[SUPPLIED TEXT]
So are trade deficits preferable to trade surpluses?  In a narrow sense, yes.  A nation that has strong economic prospects will attract foreign investment and therefore experience trade deficits.  Conversely, when the domestic economy is stifled by regulations and monetary manipulations, investors will send their savings abroad and the country will run a trade surplus.   (This explains why the U.S. deficit has consistently fallen during recessions and grew during periods of expansion.)  However, the broader lesson is that trade inequalities indicate the net flow of foreign investment, and the benefit of the inequality is ultimately validated by the profitability of those investments.  Profitable foreign investment results in GDP growth and positive currency valuations, whereas unprofitable foreign investment erodes economic growth and devalues the currency of the investment's recipient.  Could a sufficiently large and wasteful investment be responsible for the current dollar crisis?

[GIVEN RECORDS]
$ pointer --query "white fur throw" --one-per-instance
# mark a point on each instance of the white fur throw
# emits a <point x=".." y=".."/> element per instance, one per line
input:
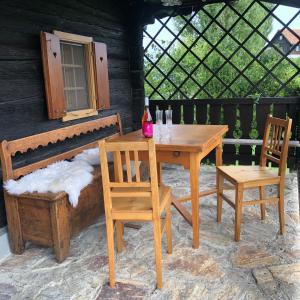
<point x="62" y="176"/>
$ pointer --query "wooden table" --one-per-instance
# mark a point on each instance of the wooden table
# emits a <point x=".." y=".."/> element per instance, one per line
<point x="187" y="145"/>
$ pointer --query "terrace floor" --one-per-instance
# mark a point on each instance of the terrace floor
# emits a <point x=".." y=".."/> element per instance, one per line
<point x="263" y="265"/>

[PROBLEM 1]
In the passage on trade deficits, what has consistently happened to the U.S. deficit during recessions?
[PROBLEM 2]
According to the passage on trade deficits, why does a country whose domestic economy is stifled by regulations and monetary manipulations run a trade surplus?
[PROBLEM 3]
Write the next part of the passage on trade deficits, picking up after its final sentence.

[TASK ANSWER 1]
The U.S. deficit has consistently fallen during recessions.

[TASK ANSWER 2]
In such a country, investors send their savings abroad instead of investing at home. That outflow of investment produces a trade surplus.

[TASK ANSWER 3]
A large part of the U.S. trade deficit comes from the bonds (treasury securities) the U.S. government has been selling to foreigners to finance the growing federal budget deficit.  The value of these bonds depends on both the strength of the U.S economy, and the loss of value caused by expansion of the money supply.  When the U.S Treasury sells bonds to individuals, it diverts savings from private investments, and thus is a form of taxation.  When it sells bonds to the Federal Reserve, it exchanges bonds for dollars and thus is a form of monetary expansion (inflation.)  Additionally, when the government sells debt to foreigners, it creates a liability against the U.S. economy.  Foreigners buying deficit debt are in essence betting on the ability of the government to provide a return on the investment in the form of positive economic growth.  What happens when the investment fails to turn a profit?

The primary reason for the $9 trillion federal deficit is the so-called "War on Terror," including the spending on Homeland Security, Afghanistan, and Iraq.  Unless you believe these funds averted an economic meltdown due to terrorism, these funds represent a near-total loss.  Tanks, bombs, and bureaucratic paper-pushers consume vast funds yet aside from military contractors, they contribute nothing to the economy.  This economic destruction is one of the biggest reasons for the declining dollar.  (Perhaps the major reason is the credit bubble created by the inflationary policy of the Fed since the early 2000's, which is now collapsing and making the economy less attractive as an investment target.)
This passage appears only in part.